Problemas a resolver -
- A) Responda a cada pergunta com base no texto sobre Caio Prado Júnior:
(i) Quem coordena a coleção Caio Prado Júnior publicada pela Boitempo?
(ii) Em que ano o historiador fez sua primeira visita à pátria do socialismo?
(iii) Onde ele apresentou duas conferências ao retornar ao Brasil?
- B) Prolongue o texto sobre Caio Prado Júnior a partir do ponto em que ele termina.
:: Texto para leitura ::
Giulia Oleani Bataglini Benatti
Mestranda em Criminologia pela FD-USP
Capa do livro " URSS, um novo mundo e o mundo do socialismo" de Caio Prado Jr. reeditado pela editora Boitempo (2023)
Apesar da inequívoca atualidade do pensamento de Caio Prado Júnior (CPJ), parcela significativa das obras do historiador permaneceu, por décadas, sem reedição. Coordenada por Luiz Bernardo Pericás e publicada pela editora Boitempo, a coleção Caio Prado Júnior consiste em uma rica iniciativa, já há muito necessária, de ampliar e facilitar a difusão da obra caiopradiana, para além dos clássicos que formaram uma corrente própria na formação do pensamento social brasileiro. Após a publicação de História e Desenvolvimento, uniu-se, em um só volume, seus dois livros a respeito da União Soviética (URSS) – URSS, um novo mundo e O mundo do socialismo.
De sua primeira visita à pátria do socialismo, realizada em 1933, resultou URSS, um novo mundo. Com o retorno ao Brasil, o historiador apresenta duas conferências no Clube dos Artistas Modernos e é reiteradamente demandado por novas palestras. A fim de não se repetir, sem implicar prejuízos à veiculação das informações, aceitou a proposta da Companhia Editora Nacional e publicou em 1934 a obra em comento; no mesmo ano em que CPJ ocupou a presidência regional da Aliança Nacional Libertadora em São Paulo (1935), o livro recebeu uma segunda edição, rapidamente retirada de circulação a mando do Governo Vargas[1].
:::
:: Dados extraídos ::
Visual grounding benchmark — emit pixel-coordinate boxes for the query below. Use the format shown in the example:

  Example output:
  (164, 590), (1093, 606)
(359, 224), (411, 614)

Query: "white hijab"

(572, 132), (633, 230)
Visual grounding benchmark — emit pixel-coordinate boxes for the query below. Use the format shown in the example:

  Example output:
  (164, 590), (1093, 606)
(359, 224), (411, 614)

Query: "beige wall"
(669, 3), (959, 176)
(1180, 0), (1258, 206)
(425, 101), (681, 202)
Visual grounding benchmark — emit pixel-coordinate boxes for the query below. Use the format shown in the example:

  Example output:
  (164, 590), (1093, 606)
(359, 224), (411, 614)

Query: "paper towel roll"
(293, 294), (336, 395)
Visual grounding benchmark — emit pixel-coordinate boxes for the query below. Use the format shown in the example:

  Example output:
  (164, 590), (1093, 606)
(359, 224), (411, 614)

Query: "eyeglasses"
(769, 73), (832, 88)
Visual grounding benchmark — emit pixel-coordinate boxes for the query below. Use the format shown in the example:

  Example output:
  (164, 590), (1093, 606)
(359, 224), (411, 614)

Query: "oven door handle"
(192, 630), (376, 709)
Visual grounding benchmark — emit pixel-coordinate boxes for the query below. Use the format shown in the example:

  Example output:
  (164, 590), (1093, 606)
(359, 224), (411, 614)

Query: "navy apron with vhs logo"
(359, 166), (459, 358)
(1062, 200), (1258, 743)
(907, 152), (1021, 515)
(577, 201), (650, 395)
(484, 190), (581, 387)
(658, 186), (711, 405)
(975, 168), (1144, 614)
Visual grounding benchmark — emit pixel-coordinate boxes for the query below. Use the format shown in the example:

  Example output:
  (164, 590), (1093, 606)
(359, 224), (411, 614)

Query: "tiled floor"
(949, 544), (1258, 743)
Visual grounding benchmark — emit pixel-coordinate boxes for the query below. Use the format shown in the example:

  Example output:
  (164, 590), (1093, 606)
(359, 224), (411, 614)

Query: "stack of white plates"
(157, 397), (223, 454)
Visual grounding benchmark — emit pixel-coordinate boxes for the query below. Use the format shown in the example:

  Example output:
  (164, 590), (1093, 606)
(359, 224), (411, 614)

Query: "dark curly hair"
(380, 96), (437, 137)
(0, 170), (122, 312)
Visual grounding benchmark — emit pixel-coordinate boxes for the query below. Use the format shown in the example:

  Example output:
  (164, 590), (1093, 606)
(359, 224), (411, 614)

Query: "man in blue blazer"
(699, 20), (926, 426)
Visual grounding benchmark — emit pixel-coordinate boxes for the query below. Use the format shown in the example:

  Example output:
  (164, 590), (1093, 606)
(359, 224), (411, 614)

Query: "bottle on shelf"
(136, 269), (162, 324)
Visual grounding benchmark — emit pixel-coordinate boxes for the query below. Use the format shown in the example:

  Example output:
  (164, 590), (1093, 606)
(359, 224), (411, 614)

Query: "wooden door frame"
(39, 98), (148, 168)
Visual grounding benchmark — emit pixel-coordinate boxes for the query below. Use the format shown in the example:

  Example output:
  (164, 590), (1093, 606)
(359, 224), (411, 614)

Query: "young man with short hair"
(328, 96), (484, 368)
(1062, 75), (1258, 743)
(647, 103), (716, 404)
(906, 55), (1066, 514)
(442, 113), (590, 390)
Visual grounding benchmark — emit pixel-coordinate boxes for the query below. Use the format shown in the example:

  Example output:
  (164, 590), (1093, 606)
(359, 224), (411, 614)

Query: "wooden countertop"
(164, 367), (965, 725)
:::
Respostas esperadas -
- A)
(i) Luiz Bernardo Pericás.
(ii) Em 1933.
(iii) No Clube dos Artistas Modernos.

- B)
O escrito se insere em um contexto de grande interesse pela URSS, com publicações consideravelmente tendenciosas, tanto em termos positivos[2] quanto negativos[3]. A priori, o autor se propõe a um “depoimento imparcial”[4]. Nota-se sua preocupação em desmistificar a imagem veiculada pela propaganda dos países capitalistas acerca do caráter repressivo do regime soviético – tema que inaugura o primeiro capítulo, sobre a organização política. Narra episódios em que presenciou a inserção ativa das massas na ordem política e, partindo da violência como pressuposto das transformações sociais, aduz ser a democracia indissociável da ditadura do proletariado, dado que a força e violência em que essa se apoia, nos termos da definição leninista[5], são monopolizadas pela classe proletária para a destruição da sociedade burguesa e construção da sociedade socialista. Trata-se de uma crítica direta aos partidos social-democratas, chegando até mesmo a cravar que “o socialismo só será realizado pelo partido que seguir as pegadas dos bolchevistas, isto é, pela insurreição armada”[6]. Para CPJ, a organização dos sovietes – mobilização das massas de trabalhadores para exercício efetivo do poder político e concentração dos poderes Executivo e Legislativo – evidenciava o “conteúdo visceralmente democrático do regime soviético”[7], que justamente por efetivar a organização do proletariado em classe dominante, inviabilizaria a realização do que denominava como a ditadura de um partido. Nesse sentido, o autor destaca que, embora único, o PCUS se estruturava em células distintas e constituía a vanguarda política do proletariado – sujeita a um rigoroso controle para ingresso e permanência –, ao passo que a existência de outro partido somente se formaria ante uma oposição ao proletariado a fim de concretizar “um obstáculo à realização das finalidades revolucionárias”[8].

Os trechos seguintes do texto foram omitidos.